[Records from a data source]
******************************
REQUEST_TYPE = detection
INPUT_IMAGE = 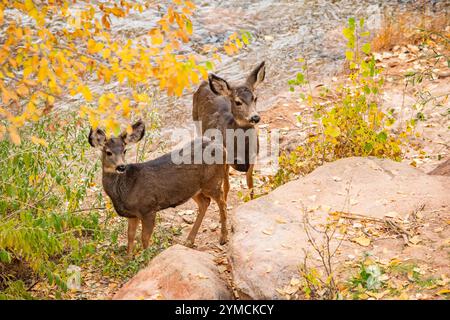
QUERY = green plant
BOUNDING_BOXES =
[0,113,101,298]
[350,262,383,290]
[271,18,408,187]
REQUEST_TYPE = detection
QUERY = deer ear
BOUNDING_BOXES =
[120,120,145,144]
[208,73,231,96]
[246,61,266,90]
[89,128,106,148]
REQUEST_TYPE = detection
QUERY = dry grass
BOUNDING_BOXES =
[372,4,450,51]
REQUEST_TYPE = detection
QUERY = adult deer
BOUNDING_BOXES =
[192,61,265,198]
[89,121,227,254]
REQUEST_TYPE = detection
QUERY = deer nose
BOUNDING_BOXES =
[250,114,261,123]
[116,164,125,173]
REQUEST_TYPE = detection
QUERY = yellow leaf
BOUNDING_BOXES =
[8,127,20,144]
[78,86,92,102]
[30,136,48,147]
[352,236,370,247]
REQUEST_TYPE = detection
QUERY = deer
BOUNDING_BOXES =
[88,120,227,255]
[192,61,265,199]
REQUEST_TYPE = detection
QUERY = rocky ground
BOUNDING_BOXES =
[40,25,450,299]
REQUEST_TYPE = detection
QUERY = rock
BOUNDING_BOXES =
[428,159,450,176]
[229,157,450,299]
[113,245,232,300]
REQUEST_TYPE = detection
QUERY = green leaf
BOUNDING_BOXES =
[242,32,250,45]
[0,249,11,263]
[205,61,213,70]
[342,28,355,40]
[348,17,355,30]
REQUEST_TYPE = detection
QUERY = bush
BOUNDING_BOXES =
[271,18,411,187]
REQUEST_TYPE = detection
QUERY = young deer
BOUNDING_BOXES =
[89,121,227,254]
[192,61,265,198]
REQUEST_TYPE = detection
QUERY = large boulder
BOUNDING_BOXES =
[113,245,232,300]
[229,157,450,299]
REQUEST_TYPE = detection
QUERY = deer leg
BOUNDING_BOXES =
[185,193,211,247]
[245,164,254,199]
[223,164,230,202]
[142,212,156,250]
[127,218,139,255]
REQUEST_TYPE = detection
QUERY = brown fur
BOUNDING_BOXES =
[89,122,227,253]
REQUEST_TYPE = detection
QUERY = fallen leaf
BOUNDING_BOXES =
[352,236,370,247]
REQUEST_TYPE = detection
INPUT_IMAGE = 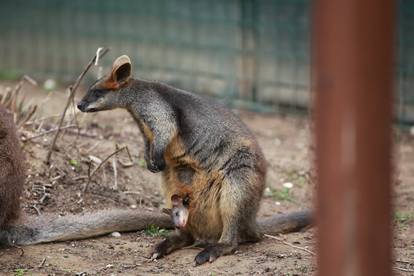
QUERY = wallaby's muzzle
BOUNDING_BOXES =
[78,101,88,112]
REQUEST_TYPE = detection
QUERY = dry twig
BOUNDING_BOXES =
[46,48,109,164]
[264,234,316,256]
[83,146,128,192]
[22,125,76,142]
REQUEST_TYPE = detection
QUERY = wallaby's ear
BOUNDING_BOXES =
[111,55,131,84]
[171,195,183,207]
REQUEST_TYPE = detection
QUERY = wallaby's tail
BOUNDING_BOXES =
[0,210,311,246]
[0,210,173,246]
[258,210,312,235]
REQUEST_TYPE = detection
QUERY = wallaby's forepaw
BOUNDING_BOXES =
[195,245,222,265]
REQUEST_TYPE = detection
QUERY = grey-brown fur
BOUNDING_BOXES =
[78,56,309,264]
[0,105,25,229]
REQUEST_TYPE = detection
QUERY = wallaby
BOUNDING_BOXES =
[0,105,24,227]
[78,55,310,264]
[0,105,174,246]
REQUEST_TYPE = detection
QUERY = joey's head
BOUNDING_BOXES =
[78,55,131,112]
[163,194,190,229]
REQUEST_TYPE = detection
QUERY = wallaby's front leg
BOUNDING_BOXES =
[151,230,194,260]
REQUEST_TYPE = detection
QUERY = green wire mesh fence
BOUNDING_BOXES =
[0,0,414,121]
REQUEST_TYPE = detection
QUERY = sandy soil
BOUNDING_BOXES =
[0,84,414,275]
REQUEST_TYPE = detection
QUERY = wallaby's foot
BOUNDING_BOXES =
[151,231,194,260]
[195,244,236,265]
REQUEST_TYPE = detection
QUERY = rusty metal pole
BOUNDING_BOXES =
[312,0,395,276]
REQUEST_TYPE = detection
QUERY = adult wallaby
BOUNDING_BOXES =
[78,55,310,264]
[0,91,308,250]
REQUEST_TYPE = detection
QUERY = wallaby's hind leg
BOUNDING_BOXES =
[195,169,251,265]
[151,227,194,259]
******************************
THE PROBLEM ▸
Without the pictures, repeat the listing above exactly.

SOLUTION TO THE EXERCISE ▸
REQUEST_TYPE = detection
INPUT_IMAGE = 
QUERY = green plant
BOUNDING_BOXES =
[0,113,101,298]
[350,262,383,290]
[271,18,408,187]
REQUEST_TYPE = detection
QUERY = deer ear
BOUNDING_BOXES =
[120,120,145,144]
[208,73,231,96]
[246,61,266,90]
[89,128,106,148]
REQUEST_TYPE = detection
QUERY = dry grass
BOUNDING_BOXES =
[372,4,450,51]
REQUEST_TYPE = detection
QUERY = adult deer
BOUNDING_BOXES =
[192,61,265,198]
[89,121,227,254]
REQUEST_TYPE = detection
QUERY = deer nose
BOUNDING_BOXES =
[250,114,261,123]
[116,164,125,173]
REQUEST_TYPE = detection
QUERY = yellow leaf
BOUNDING_BOXES =
[8,127,20,144]
[78,86,92,102]
[30,136,48,147]
[352,236,370,247]
REQUEST_TYPE = detection
QUERY = deer
BOUNDING_BOXES =
[88,120,227,255]
[192,61,265,199]
REQUEST_TYPE = detection
QUERY = rocky ground
BOUNDING_BOXES =
[40,25,450,299]
REQUEST_TYPE = detection
QUERY = rock
BOUNDING_BOXES =
[428,159,450,176]
[229,157,450,299]
[113,245,232,300]
REQUEST_TYPE = detection
QUERY = green leaf
BOUNDING_BOXES =
[242,32,250,45]
[0,249,11,263]
[205,61,213,70]
[342,28,355,40]
[348,17,355,30]
REQUEST_TYPE = detection
QUERY = bush
BOUNDING_BOXES =
[271,18,411,187]
REQUEST_TYPE = detection
QUERY = young deer
BOUNDING_BOXES =
[89,121,227,254]
[192,61,265,198]
REQUEST_TYPE = detection
QUERY = large boulder
BOUNDING_BOXES =
[113,245,232,300]
[229,157,450,299]
REQUEST_TYPE = detection
QUERY = deer leg
BOUNDING_BOXES =
[185,193,211,247]
[245,164,254,199]
[223,164,230,202]
[142,212,156,250]
[127,218,139,255]
REQUEST_TYPE = detection
QUERY = brown fur
BOUNDING_BOXES =
[89,122,227,253]
REQUEST_TYPE = detection
QUERY = fallen leaf
BOUNDING_BOXES =
[352,236,370,247]
REQUEST_TYPE = detection
INPUT_IMAGE = 
QUERY = wallaby's muzzle
BOUNDING_BOXES =
[78,101,88,112]
REQUEST_TYPE = detection
QUERY = dry twig
BOUNDING_BOXES =
[46,48,109,164]
[264,234,316,256]
[83,146,128,192]
[22,125,76,142]
REQUEST_TYPE = detection
QUERY = wallaby's ear
BOUNDING_BOXES =
[111,55,131,84]
[171,195,183,207]
REQUEST_TYPE = detection
QUERY = wallaby's tail
BOUNDING_BOXES =
[0,210,311,246]
[0,210,173,246]
[258,210,312,235]
REQUEST_TYPE = detection
QUERY = wallaby's forepaw
BOUNDING_BOXES =
[195,245,222,265]
REQUEST_TYPE = detection
QUERY = grey-brown fur
BOUNDING_BOXES =
[78,56,309,264]
[0,105,25,229]
REQUEST_TYPE = detection
QUERY = wallaby
BOUNDING_BOXES =
[0,105,24,227]
[78,55,310,264]
[0,105,174,246]
REQUEST_TYPE = detection
QUERY = joey's head
BOUNDING_BOXES =
[78,55,131,112]
[163,194,190,229]
REQUEST_TYPE = detection
QUERY = wallaby's front leg
BOUNDING_BOXES =
[151,230,194,260]
REQUEST_TYPE = detection
QUERY = green wire mesh fence
BOUNDING_BOXES =
[0,0,414,121]
REQUEST_TYPE = detection
QUERY = sandy soil
BOUNDING_BOXES =
[0,84,414,275]
REQUEST_TYPE = detection
QUERY = wallaby's foot
BOUNDING_BOXES =
[151,231,194,260]
[195,244,236,265]
REQUEST_TYPE = detection
QUERY = rusty metal pole
BOUNDING_BOXES =
[312,0,395,276]
REQUEST_TYPE = detection
QUERY = adult wallaby
BOUNDING_BOXES =
[78,55,310,264]
[0,91,308,250]
REQUEST_TYPE = detection
QUERY = wallaby's hind leg
BOUNDING_BOXES =
[195,169,251,265]
[151,227,194,259]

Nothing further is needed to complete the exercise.